• _Metin parçası_:
◇ ◇ ◇ ◇ ◇

Bu arada, www.avsarobasi.com İnternet adresinde bulduğumuz oba haritası ilgigeçicidir. Harita Kuzey Suriye Avşarları, İran Avşarları, Azerbaycan Avşarları, Türkmenistan Avşarları, Karaman Avşarları ve Bozulus Avşarları olarak altı bölüme ayrılmıştır. Kuzey Suriye Avşarları da Halep Avşarları, Sis Avşarları ve Dulkadır Avşarları olarak ayrılmıştır. Şamlı obasının adı (burda yalnızca bilhassa adı “Şamlı”olarak geçen oba göz önüne alınıyor – E. A.) yalnızca Halep Avşarları ve İran Avşarları listesinde görülüyor.

İnternet taramalarında bulduğumuz B. Nikitine adlı yazara mahsus “Urmiye Avşarları” adlı eserde de (Ceviren: Gökhan Türkmen) Şamlı kavmi hakkında şöyle bir bilgiye rastladık: “...Ustaclu hakkında henüz bilgimiz bulunmazken, Şamlu’nun bir Afşar kabilesi olduğunu biliyoruz”.

İnternet’te verilen diğer bir makalede ise Şamlı (Şamlu) hakkında böyle yazılıyor: “…Kerkük ve Halep bölgesinde Bayat boylarının konakladıkları bilinmektedir. Safevi Devletini kuran Şamlu oymaklarının büyük çoğunluğunu Bayatlar oluşturuyor…”.

◇ ◇ ◇ ◇ ◇

• _Yazılı görev_:
Lütfen Avşar obalarıyla ilgili metinde "Bu arada, www.avsarobasi.com" ifadesinden "Avşarları listesinde görülüyor." ifadesine kadar olan kısmı hiç değiştirmeden kopyalayın.

◇ ◇ ◇ ◇ ◇

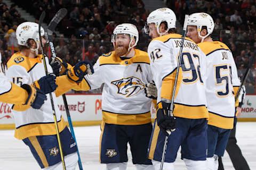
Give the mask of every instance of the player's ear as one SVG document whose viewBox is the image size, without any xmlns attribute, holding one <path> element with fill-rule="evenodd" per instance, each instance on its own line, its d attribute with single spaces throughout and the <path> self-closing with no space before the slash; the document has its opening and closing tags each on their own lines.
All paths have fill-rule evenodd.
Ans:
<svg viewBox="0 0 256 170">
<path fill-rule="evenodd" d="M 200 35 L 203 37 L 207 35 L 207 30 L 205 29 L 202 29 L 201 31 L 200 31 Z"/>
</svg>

◇ ◇ ◇ ◇ ◇

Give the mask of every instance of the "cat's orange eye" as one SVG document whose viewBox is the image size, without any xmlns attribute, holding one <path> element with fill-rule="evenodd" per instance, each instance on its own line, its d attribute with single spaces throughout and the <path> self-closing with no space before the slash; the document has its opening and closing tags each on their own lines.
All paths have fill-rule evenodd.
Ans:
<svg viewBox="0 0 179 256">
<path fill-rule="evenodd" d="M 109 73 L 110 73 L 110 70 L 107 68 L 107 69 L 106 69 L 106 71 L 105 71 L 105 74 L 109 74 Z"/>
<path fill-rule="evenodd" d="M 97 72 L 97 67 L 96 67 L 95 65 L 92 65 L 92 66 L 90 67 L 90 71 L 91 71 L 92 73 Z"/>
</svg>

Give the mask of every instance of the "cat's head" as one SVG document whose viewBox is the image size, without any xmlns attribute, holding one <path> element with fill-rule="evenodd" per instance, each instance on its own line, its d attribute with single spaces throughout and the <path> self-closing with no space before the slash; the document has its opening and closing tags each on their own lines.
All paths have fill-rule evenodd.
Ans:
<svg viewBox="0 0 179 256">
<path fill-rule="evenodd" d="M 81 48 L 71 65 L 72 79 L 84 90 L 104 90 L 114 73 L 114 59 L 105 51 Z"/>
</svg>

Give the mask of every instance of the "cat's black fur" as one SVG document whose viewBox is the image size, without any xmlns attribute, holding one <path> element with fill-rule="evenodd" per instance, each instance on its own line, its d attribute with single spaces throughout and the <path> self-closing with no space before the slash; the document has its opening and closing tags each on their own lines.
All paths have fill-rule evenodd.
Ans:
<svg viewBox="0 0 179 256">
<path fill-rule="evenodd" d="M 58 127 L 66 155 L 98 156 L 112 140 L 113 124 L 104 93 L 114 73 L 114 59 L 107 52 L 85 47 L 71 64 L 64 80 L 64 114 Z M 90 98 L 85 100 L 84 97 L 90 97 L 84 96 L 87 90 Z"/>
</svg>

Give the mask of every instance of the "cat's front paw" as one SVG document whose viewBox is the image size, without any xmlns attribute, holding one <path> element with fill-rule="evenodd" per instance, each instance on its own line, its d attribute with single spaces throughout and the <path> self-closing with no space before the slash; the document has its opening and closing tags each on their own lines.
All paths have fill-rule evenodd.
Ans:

◇ ◇ ◇ ◇ ◇

• _Sonuç_:
Bu arada, www.avsarobasi.com İnternet adresinde bulduğumuz oba haritası ilgigeçicidir. Harita Kuzey Suriye Avşarları, İran Avşarları, Azerbaycan Avşarları, Türkmenistan Avşarları, Karaman Avşarları ve Bozulus Avşarları olarak altı bölüme ayrılmıştır. Kuzey Suriye Avşarları da Halep Avşarları, Sis Avşarları ve Dulkadır Avşarları olarak ayrılmıştır. Şamlı obasının adı (burda yalnızca bilhassa adı “Şamlı”olarak geçen oba göz önüne alınıyor – E. A.) yalnızca Halep Avşarları ve İran Avşarları listesinde görülüyor.